> _Source text_

-- Opening Marker --

Thank you, Hiking Out, for your reply. First off, I made a mistake — the book you recommended and I read was Rising Strong. In my earlier message, I mentioned Daring Greatly, but I’ve actually been reading so much of Brené’s work lately that I mixed up the titles. I’m currently reading Atlas of the Heart as well, and somewhere along the way I just got them tangled. So thank you for recommending Rising Strong — it really made an impact. I’ve got to admit: before my D-Day, I didn’t have much time or respect for self-help books — I actually looked down on them. But since then, those very books have been a lifeline for me. Another humbling lesson, I guess.

Remorse can be experienced best when we have resolved some of our toxic shame issues. Remorse would be being able to describe the feelings that you instilled in her, to be so aware of those things that you are vigilant to protect her from more.

Reading Rising Strong and the posts here on SI helped me start to understand toxic shame and vulnerability. But it was your quote above that really hit something deeper. It made me realise that everything I’ve been doing — IC, spirituality, self-help — while important, can still fall flat if I’m not speaking directly to the harm I caused. Like DaddyDom says, without "owning my affairs and actions," it’s hollow. I see now how my silence and avoidance were still ways of hiding, even if I told myself I was changing.

Thank you for sharing your evolution around shame. I haven’t yet done trauma-specific therapy for my CSA, but everything I’ve read — including your posts — points to a truth I’ve been slowly uncovering: the people-pleasing, the need to be sexually desirable, the victim mindset, the subtle manipulation... I’ve carried those behaviours for years.

-- Closing Marker --

> _Stored data entries_
-- Opening Marker --

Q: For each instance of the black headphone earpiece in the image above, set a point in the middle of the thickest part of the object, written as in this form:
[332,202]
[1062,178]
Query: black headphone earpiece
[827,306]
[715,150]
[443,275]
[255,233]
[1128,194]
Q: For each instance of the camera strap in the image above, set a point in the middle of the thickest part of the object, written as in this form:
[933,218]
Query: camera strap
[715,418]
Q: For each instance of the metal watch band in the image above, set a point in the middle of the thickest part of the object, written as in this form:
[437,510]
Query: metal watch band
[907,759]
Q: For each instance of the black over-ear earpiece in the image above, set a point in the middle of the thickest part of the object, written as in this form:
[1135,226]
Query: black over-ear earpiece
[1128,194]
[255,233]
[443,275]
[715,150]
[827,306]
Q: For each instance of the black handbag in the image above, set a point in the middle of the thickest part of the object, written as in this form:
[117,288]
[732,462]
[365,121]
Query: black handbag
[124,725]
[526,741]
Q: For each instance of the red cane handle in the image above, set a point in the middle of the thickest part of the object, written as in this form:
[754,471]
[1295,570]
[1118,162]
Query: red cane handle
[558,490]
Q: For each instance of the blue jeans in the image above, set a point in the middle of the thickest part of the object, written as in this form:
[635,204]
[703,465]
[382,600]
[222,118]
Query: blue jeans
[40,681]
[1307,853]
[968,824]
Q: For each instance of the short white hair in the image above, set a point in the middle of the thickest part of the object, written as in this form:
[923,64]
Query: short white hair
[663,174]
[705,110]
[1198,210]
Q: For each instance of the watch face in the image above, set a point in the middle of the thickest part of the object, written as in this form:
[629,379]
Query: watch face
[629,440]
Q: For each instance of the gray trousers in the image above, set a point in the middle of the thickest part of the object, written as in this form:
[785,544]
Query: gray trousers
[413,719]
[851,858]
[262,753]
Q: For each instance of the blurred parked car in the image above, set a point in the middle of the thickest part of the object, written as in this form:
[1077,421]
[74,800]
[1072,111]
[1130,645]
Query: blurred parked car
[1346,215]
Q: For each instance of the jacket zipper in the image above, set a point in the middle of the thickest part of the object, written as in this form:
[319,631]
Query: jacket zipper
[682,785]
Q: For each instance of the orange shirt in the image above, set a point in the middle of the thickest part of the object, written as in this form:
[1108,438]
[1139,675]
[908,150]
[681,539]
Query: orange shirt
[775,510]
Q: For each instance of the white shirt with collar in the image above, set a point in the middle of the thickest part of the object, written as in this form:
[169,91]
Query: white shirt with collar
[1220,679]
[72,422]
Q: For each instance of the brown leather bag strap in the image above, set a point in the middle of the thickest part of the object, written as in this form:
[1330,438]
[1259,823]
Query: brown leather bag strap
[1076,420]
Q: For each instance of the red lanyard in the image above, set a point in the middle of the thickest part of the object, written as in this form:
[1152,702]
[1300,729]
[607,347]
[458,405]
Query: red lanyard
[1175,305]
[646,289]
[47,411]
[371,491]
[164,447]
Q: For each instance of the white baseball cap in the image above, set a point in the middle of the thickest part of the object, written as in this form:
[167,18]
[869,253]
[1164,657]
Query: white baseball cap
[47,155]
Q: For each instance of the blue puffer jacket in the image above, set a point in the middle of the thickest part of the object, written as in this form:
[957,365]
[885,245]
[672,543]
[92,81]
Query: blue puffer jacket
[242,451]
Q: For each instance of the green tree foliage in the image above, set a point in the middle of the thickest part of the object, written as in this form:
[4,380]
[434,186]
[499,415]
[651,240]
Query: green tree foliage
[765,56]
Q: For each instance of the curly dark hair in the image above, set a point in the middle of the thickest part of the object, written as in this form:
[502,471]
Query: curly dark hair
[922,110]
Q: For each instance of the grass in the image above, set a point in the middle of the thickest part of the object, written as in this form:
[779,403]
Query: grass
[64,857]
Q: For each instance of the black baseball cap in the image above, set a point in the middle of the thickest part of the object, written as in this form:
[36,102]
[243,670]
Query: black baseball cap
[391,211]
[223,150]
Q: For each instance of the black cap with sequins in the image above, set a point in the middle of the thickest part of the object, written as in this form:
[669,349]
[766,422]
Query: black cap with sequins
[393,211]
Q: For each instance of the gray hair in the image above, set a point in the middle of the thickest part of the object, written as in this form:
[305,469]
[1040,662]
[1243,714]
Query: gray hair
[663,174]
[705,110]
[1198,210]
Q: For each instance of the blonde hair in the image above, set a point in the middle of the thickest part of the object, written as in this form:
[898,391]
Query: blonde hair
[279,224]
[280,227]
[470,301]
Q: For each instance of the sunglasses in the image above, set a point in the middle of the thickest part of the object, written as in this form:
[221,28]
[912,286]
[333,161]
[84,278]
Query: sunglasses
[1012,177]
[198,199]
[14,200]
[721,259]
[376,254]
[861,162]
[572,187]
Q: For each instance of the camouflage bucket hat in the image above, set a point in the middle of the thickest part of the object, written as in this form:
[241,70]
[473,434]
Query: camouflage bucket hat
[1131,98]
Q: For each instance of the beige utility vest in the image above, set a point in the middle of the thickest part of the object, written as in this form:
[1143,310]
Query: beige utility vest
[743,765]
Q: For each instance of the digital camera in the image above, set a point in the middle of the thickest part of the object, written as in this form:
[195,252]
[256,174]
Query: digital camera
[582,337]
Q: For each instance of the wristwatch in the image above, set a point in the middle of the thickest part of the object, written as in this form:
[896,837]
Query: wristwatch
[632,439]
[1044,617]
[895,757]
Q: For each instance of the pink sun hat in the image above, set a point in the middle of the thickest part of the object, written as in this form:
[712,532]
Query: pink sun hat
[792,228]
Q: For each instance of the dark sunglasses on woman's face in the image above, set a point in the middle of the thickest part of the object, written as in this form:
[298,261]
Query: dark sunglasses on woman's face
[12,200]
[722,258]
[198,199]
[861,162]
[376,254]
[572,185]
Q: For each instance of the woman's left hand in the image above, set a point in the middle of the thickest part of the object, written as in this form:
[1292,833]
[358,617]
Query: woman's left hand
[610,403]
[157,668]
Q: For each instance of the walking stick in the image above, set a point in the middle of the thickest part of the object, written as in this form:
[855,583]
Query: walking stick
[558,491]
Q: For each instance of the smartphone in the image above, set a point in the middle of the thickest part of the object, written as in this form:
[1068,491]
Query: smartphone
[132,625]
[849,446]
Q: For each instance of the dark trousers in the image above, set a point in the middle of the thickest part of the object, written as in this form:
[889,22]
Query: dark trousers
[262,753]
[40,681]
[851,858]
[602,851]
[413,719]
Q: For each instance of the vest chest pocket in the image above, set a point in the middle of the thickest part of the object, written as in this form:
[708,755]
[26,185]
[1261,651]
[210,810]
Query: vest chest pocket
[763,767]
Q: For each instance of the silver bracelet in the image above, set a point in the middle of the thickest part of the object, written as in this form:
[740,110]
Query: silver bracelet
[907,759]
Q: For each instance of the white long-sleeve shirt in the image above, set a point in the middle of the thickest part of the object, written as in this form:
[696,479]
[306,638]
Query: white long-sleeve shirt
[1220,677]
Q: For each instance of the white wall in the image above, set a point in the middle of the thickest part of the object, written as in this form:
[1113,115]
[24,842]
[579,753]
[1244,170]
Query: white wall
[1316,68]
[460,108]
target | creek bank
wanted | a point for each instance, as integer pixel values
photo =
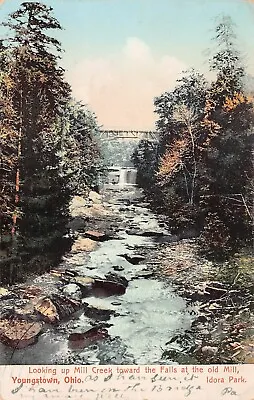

-- Closing Marker --

> _Actions to take_
A: Retype the passage from the post about shame and remorse between "Thank you, Hiking" and "lesson, I guess.", inclusive.
B: Continue the post about shame and remorse from where it stops.

> _Responses_
A:
Thank you, Hiking Out, for your reply. First off, I made a mistake — the book you recommended and I read was Rising Strong. In my earlier message, I mentioned Daring Greatly, but I’ve actually been reading so much of Brené’s work lately that I mixed up the titles. I’m currently reading Atlas of the Heart as well, and somewhere along the way I just got them tangled. So thank you for recommending Rising Strong — it really made an impact. I’ve got to admit: before my D-Day, I didn’t have much time or respect for self-help books — I actually looked down on them. But since then, those very books have been a lifeline for me. Another humbling lesson, I guess.

B:
I’ve also been reading Pia Mellody’s work on emotional immaturity. It’s hard to face, but strangely comforting. Seeing myself in all five traits — poor boundaries, low self-esteem, difficulty expressing needs, emotional dysregulation, and not owning my reality — makes me feel like I can finally name how I’ve been all this time. Even though I didn’t end up with classic signs like addiction or acting out sexually, the wounds from CSA are still very much there, and I’m only now beginning to see and heal them.

Actually, just today in my journal, I had a realisation. Once I set the shame aside, I saw how I’ve had a pattern of avoidance and unreliability from me, especially during hard moments in our marriage, including, the pregnancy journey. But instead of communicating or holding space, I cheated. That’s me acting out. There are other reasons too, and I know I still have more work ahead to understand them.

That brings me to something else you said. I completely get what you mean about not using my trauma or background as a defence. There really is no excuse, and none would be enough anyway. But here’s where I feel stuck — my BS keeps saying that I must hate her because of what I did. I keep saying I don’t, but I know my actions scream otherwise. How do I navigate this without making it about me? I realise I need to let go of the outcome and maybe I need to accept that. But I’d still appreciate your thoughts.

The other step is to start learning how to cope the next time and keep practicing new ways to cope that enrich your lives rather than steal from them

I'm learning to self-soothe by talking to God when I feel triggered or overwhelmed. It’s been a grounding thing for me. One of the other things I hope to learn in all this is what I actually enjoy — hobbies, interests, just something. Right now, I honestly don’t know. And I’d also like to finally build real friendships. But I’ll save that for another post.

Thanks again, Hiking Out. Your insight is always appreciated. And if you have any book or article recommendations on empathy, I’d love to hear them.